**THE RECORDS:**
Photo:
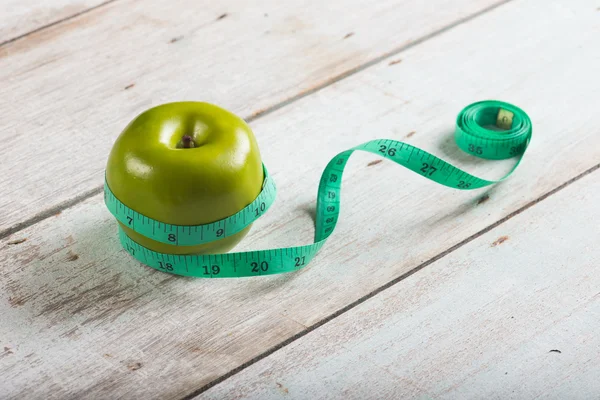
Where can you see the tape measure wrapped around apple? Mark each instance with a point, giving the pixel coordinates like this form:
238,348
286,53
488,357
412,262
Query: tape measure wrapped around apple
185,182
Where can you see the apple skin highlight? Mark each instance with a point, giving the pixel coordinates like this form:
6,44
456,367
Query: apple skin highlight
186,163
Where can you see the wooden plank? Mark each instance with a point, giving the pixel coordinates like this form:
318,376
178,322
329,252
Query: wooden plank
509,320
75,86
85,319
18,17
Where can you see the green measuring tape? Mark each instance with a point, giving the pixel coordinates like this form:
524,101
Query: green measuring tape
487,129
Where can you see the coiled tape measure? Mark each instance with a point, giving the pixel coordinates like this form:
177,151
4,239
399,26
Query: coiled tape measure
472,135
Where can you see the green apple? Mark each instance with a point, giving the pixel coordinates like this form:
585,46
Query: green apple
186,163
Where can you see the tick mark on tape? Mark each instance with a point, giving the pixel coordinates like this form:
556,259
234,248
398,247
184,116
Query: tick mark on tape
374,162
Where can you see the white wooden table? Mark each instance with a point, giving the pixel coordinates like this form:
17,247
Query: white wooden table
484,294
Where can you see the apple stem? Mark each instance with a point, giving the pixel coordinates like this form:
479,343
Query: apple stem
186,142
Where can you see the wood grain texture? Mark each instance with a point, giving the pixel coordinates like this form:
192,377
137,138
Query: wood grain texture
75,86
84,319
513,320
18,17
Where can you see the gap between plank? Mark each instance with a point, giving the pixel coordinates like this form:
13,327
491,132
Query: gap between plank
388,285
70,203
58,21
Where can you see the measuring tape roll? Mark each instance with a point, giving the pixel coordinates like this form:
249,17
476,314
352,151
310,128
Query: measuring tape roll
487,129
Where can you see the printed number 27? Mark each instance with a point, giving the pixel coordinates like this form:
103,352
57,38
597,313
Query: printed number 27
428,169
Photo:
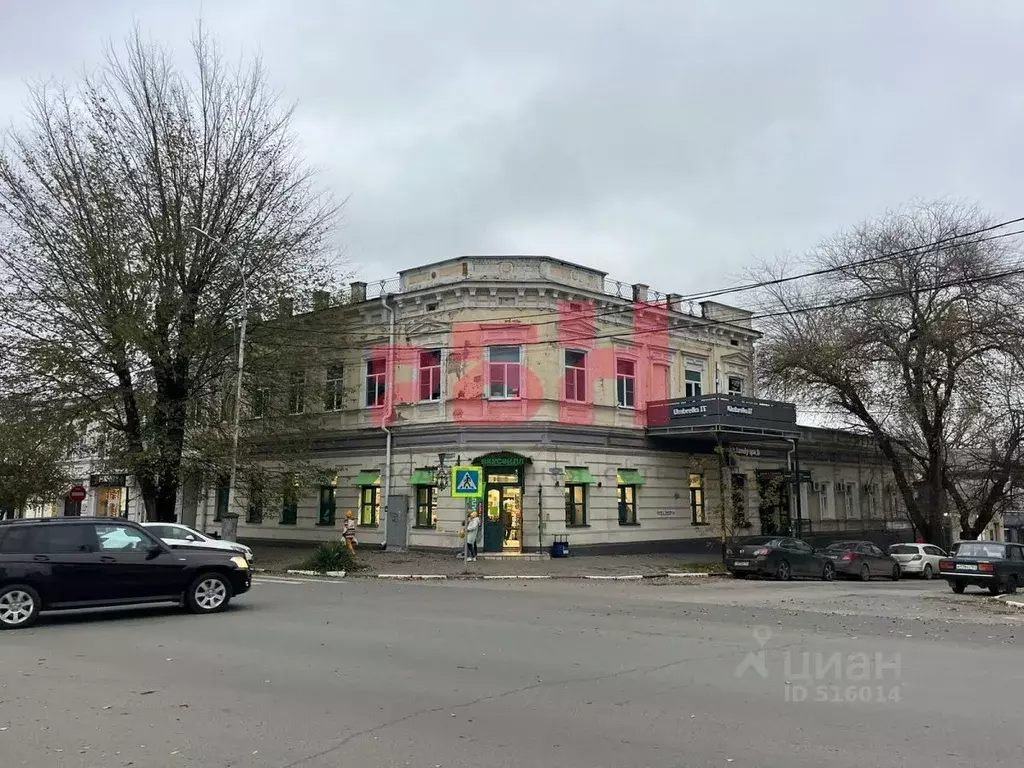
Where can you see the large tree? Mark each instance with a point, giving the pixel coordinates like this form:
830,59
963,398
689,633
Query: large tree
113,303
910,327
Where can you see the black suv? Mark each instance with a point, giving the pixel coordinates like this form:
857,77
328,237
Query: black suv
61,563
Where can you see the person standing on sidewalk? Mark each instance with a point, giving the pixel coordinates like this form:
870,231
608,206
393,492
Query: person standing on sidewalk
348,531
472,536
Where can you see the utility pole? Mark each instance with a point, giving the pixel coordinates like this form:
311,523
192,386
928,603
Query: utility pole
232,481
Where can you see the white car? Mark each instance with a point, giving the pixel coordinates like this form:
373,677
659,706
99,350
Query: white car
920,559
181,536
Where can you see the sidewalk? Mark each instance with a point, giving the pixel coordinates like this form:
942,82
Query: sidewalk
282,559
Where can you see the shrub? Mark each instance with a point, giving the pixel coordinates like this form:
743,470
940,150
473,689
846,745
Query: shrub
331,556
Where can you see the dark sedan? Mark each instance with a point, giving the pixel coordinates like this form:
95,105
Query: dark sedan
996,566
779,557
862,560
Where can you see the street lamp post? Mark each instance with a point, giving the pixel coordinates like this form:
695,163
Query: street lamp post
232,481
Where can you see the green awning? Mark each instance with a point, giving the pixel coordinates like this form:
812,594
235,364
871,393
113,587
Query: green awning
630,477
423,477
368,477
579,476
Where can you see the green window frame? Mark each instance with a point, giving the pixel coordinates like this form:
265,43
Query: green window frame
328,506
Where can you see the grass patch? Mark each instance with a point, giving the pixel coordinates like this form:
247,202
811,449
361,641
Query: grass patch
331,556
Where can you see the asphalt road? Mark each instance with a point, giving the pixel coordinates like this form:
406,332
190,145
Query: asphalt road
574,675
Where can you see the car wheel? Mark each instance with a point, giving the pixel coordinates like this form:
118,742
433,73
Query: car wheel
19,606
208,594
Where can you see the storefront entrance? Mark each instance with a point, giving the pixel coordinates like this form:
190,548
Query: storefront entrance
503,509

**TASK INSTRUCTIONS:**
Now transcribe the lines above exactly, starting at the line containing "Where can you see the printed" and ending at the line containing "Where can you see the green awning?", both lines included, pictures excluded.

**RESULT:**
Where can you see the printed number 27? Mark each instance with a point, giving the pixel coordinates like this form:
103,352
57,38
597,313
Query: printed number 27
428,169
Photo:
Where can you see the large tree? Mark each instance with a point, giving the pixel coordinates like this form:
830,59
963,398
689,633
Query: large tree
113,303
910,327
Where can you see the black suv? Mark each instance with a point, giving the pixel coordinates like this form:
857,77
328,237
Query: black suv
61,563
Where can you see the person standing on sidewalk? Mark each instance with a point, giving the pixel coordinates like this form:
870,231
608,206
393,492
Query: person standing on sidewalk
348,531
472,536
Where can you see the utility pole? Mark each instance with a point, giving the pixel coordinates like this form:
311,523
192,386
928,603
Query: utility pole
232,481
Where can you see the white car? Mark each instance with a point, giving the pixel coordinates like this form:
373,677
659,706
99,350
Query: white car
920,559
181,536
Where can you see the sidewalk? Mark each instance with a point, giving the pixel coordinates like this form:
942,82
Query: sidewalk
282,559
Where can you see the shrub? Mark each instance with a point, giving the pixel coordinates like this form:
743,470
940,150
473,689
846,745
Query: shrub
331,556
Where can you see the dark sedan? Mark each instance with a point, giving the pixel coordinates like this form:
95,105
Query: dark sedan
996,566
779,557
862,560
Where can you see the street lamp post? Mark each instance with a point, giving the pixel coordinates like this form:
695,163
Query: street lamp post
232,481
Where can you see the green awning? Mark each instance with a point, giving the pixel coordinates like this form:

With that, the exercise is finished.